* _THE TASK_: Copy out the part of the data below that opens with the line containing "woman with blonde" and runs through the end of the data, requests included, offsetting every coordinate in the answers by -148.

┌─ RECORDS SUPPLIED

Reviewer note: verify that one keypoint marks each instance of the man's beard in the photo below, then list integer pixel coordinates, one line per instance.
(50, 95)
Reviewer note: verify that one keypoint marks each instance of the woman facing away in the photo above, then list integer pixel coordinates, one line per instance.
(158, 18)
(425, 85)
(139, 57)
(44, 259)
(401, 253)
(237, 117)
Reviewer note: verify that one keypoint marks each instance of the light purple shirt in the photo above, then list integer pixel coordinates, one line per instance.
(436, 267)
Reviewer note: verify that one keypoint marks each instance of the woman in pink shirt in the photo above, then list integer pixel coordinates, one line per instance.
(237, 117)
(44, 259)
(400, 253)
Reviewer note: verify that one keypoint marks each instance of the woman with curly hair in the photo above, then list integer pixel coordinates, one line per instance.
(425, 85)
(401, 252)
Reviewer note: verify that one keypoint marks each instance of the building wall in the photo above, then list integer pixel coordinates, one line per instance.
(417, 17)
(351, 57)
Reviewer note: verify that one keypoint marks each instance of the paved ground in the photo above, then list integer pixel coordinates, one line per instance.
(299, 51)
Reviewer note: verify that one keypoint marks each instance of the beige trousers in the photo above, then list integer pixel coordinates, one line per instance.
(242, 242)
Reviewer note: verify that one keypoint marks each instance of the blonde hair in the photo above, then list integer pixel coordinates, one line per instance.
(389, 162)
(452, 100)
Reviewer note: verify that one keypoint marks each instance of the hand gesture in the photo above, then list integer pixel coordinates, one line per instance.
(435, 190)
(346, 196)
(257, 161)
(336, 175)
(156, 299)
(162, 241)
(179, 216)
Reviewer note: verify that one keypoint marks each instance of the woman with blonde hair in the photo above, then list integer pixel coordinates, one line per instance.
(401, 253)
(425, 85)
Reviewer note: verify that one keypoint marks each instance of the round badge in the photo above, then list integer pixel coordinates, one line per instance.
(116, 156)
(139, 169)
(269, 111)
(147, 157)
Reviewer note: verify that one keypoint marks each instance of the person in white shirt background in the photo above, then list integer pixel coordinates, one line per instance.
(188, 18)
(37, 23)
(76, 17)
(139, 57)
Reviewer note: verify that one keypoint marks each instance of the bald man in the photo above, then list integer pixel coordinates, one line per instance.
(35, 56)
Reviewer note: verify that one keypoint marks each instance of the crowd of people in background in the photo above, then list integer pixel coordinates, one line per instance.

└─

* _ANSWER FOR THE TASK_:
Reviewer note: verify that one keypoint marks each instance of the woman with blonde hair in the photo above, then list integer pixel coordinates, one line per instance.
(253, 105)
(277, -63)
Reviewer note: verify that one keypoint marks each instance of the round badge in the photo above, then list integer pixel coordinates, one line per instance.
(-32, 8)
(-9, 21)
(121, -37)
(-1, 9)
Reviewer note: verify that one keypoint marks each instance of the person in white shirt background in the photo above, then list integer pixel coordinates, one line per instance.
(40, -130)
(-111, -125)
(-72, -131)
(-9, -91)
Reviewer note: verify that one keypoint marks each instance of the bald man in the photo above, then list integer pixel coordinates, one line per instance.
(-113, -92)
Reviewer note: verify that one keypoint marks each instance of the crowd of people in background in the photo above, then list integer pixel coordinates, one line per instance.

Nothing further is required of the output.